What you should do >>
Scan the data, and whenever a line contains "swing", copy it.

Entries provided >>
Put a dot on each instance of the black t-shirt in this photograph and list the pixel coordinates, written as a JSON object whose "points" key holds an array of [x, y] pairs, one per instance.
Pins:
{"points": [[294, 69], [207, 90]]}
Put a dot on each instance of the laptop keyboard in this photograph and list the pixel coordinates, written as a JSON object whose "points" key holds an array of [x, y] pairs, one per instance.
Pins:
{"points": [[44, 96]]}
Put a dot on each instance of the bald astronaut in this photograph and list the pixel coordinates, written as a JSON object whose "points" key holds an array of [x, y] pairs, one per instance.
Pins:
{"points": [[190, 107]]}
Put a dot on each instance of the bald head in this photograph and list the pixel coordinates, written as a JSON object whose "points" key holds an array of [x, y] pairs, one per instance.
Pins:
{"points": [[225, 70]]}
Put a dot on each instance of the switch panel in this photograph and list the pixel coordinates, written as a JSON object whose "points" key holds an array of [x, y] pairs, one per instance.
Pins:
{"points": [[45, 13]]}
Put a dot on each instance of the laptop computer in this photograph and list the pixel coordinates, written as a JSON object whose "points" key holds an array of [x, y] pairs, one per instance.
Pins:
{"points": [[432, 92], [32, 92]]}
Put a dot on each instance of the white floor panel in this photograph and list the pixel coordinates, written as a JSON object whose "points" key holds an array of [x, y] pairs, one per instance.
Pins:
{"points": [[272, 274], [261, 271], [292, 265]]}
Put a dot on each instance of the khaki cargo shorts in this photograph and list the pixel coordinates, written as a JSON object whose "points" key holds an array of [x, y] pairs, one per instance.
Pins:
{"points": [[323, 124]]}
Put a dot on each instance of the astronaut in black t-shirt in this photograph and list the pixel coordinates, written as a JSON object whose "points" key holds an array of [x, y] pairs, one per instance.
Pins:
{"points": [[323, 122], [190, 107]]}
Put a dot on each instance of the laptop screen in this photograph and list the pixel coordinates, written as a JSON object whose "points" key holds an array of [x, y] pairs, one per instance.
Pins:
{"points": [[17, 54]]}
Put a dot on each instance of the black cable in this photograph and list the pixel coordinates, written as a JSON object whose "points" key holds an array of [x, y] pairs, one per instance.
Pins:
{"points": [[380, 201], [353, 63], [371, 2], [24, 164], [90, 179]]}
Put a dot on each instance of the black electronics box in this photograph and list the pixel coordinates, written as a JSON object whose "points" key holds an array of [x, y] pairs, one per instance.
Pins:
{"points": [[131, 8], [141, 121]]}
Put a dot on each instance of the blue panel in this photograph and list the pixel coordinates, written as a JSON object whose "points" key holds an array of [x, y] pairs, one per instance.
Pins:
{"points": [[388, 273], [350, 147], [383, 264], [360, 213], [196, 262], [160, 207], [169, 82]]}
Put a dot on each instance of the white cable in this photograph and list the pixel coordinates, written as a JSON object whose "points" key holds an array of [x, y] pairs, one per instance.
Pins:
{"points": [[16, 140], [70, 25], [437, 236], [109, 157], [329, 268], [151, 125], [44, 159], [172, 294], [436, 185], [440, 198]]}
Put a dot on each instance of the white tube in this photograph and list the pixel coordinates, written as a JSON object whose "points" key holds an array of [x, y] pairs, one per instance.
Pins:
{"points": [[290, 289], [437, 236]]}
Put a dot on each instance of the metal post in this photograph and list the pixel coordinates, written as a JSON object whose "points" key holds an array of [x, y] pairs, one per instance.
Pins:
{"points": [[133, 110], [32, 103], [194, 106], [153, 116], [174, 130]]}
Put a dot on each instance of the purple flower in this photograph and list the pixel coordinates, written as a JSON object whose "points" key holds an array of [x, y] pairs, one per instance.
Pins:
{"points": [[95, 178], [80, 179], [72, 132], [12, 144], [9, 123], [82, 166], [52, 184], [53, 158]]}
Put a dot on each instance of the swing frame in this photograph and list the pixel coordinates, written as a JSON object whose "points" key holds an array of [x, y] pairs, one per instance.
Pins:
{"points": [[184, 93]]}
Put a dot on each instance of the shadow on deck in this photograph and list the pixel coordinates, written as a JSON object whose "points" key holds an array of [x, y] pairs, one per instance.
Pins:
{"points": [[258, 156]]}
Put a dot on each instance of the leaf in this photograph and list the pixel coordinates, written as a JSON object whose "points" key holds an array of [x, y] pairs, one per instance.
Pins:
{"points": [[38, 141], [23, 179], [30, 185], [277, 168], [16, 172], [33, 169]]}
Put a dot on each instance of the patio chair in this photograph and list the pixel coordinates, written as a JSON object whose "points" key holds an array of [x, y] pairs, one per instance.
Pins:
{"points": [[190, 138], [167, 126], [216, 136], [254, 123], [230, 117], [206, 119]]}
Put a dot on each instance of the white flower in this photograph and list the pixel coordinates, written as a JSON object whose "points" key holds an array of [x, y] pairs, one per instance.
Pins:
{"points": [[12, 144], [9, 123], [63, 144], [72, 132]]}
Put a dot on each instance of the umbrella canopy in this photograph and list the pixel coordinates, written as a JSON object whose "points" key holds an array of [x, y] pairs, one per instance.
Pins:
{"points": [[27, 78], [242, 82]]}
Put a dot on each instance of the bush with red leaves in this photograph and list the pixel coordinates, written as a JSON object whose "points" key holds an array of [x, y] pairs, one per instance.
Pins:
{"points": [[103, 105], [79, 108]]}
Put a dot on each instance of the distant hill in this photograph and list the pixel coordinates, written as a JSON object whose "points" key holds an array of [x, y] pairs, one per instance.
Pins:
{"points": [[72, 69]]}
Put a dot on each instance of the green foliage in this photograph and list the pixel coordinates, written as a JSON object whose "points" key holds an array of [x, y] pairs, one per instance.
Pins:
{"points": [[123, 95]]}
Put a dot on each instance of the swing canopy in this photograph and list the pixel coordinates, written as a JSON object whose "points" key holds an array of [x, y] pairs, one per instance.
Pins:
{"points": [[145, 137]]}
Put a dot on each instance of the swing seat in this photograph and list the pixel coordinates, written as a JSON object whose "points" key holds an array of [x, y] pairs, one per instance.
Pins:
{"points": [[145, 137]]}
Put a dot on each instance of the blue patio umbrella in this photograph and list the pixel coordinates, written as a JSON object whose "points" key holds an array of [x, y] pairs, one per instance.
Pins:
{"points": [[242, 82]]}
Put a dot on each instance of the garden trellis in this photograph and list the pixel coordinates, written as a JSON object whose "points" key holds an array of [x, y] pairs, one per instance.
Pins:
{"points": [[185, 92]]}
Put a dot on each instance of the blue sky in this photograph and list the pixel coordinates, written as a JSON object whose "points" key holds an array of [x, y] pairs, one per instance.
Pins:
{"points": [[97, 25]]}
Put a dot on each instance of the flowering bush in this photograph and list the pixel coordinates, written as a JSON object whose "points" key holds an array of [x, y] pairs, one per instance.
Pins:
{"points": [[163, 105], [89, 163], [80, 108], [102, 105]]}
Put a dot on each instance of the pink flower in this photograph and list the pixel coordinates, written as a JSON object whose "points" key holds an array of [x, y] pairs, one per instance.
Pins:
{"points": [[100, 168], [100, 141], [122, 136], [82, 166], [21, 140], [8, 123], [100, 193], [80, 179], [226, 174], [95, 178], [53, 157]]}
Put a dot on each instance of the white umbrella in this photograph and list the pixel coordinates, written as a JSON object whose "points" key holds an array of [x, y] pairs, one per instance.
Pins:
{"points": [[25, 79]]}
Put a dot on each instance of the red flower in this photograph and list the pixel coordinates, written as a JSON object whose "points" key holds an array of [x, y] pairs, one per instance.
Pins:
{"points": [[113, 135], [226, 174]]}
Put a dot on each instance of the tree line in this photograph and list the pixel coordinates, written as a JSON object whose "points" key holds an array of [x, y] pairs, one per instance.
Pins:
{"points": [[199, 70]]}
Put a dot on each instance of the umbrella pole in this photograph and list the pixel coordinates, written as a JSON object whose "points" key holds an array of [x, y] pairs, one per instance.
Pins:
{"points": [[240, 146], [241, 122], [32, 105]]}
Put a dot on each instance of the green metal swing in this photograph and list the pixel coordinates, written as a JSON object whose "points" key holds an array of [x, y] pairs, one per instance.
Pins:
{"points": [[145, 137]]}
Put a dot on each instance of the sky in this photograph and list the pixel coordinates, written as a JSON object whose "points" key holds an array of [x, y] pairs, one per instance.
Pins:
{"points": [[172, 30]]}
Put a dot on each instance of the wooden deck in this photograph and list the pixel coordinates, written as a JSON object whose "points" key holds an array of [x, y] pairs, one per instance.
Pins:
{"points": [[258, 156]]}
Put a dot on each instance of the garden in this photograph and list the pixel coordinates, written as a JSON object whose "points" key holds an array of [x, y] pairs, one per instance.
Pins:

Solved exercise >>
Put a dot on each instance of the swing frame in this photograph and list the pixel coordinates, written as a JSON object whose "points" key holds an array of [x, y] pairs, one per instance.
Put a dot on each instance of the swing canopy in this photograph and list the pixel coordinates, written as a JSON object whose "points" key holds an array of [x, y] pairs, one per instance.
Put a dot on each instance of the swing seat in this photograph and list the pixel coordinates, written as a JSON object whose "points" key holds an array of [x, y] pairs, one per instance.
Put a dot on each instance of the green metal swing in this photograph and list the pixel coordinates, written as a JSON object whose "points" key holds an array of [x, y] pairs, one per instance.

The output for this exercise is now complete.